Source data
*-*-*

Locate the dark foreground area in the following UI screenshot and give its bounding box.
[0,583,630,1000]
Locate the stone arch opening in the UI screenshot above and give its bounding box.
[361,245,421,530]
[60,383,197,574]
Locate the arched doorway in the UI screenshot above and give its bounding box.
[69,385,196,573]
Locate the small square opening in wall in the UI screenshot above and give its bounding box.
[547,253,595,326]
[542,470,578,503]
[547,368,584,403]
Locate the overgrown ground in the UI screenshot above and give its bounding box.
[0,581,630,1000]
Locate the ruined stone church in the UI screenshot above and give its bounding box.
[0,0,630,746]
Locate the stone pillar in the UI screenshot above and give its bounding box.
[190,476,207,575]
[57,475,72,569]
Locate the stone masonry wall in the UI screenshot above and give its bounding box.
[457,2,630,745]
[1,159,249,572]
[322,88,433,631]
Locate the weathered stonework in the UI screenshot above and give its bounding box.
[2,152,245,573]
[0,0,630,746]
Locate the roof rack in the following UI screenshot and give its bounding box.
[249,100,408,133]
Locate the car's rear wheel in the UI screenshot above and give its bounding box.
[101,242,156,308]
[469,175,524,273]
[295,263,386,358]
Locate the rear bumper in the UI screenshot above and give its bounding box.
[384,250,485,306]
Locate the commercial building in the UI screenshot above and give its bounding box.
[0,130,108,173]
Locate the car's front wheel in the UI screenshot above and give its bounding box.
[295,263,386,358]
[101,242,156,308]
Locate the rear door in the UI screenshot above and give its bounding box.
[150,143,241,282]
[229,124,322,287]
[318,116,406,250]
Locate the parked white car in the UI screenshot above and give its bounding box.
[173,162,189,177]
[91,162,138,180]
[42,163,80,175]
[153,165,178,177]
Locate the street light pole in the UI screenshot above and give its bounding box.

*-*-*

▸ **Exercise task**
Copy all of the records above verbatim, leaving nothing out.

▸ **Solution to this task**
Locate the dark foreground area in the following UI screenshot and give its bounding box.
[0,583,630,1000]
Locate the stone arch opening in the UI screenshot above and give its bounding box.
[361,245,421,530]
[60,383,197,574]
Locate the arched doorway in the UI screenshot above and give its bounding box.
[69,385,196,573]
Locate the small square opening in wall in the UI screenshot above and give its bounding box.
[547,253,595,326]
[542,470,578,503]
[547,368,584,403]
Locate the overgrown ground in the UI screenshot above and give its bounding box.
[0,581,630,1000]
Locate the ruined stone church in the UI screenshot above and give its bounding box.
[0,0,630,746]
Locate the stone pillar in the UI screenshot above and give its bounding box.
[190,476,207,575]
[57,475,72,569]
Locate the stone masonry wall in the UI screenshot above and give its bounding box.
[457,2,630,745]
[1,159,249,572]
[322,88,433,631]
Locate the weathered stonework in the UI screenshot above and give its bounding box.
[2,152,245,573]
[0,0,630,746]
Locate the roof rack in the following UI screenshot and give its bounding box.
[249,100,408,133]
Locate the car's rear wheel in the UI screenshot above and give its bounding box.
[101,242,156,308]
[469,175,524,273]
[295,263,386,358]
Locate the rear bumper in the UI screenshot above and give its bounding box.
[384,250,485,306]
Locate the commercial building in the UI screenshot above and give its bounding box.
[0,130,108,173]
Locate the car's front wheel in the UI screenshot above and give its bounding box.
[295,263,386,358]
[101,242,156,308]
Locate the rear door in the UI screenshot above and give its bounding box.
[150,143,241,282]
[229,124,322,287]
[318,116,406,250]
Locate the parked white car in the UI screenshot above and give its bounding box.
[173,162,189,177]
[91,162,138,180]
[42,163,80,175]
[153,165,178,177]
Locate the street light pole in the UI screenshot above and give its bounding box.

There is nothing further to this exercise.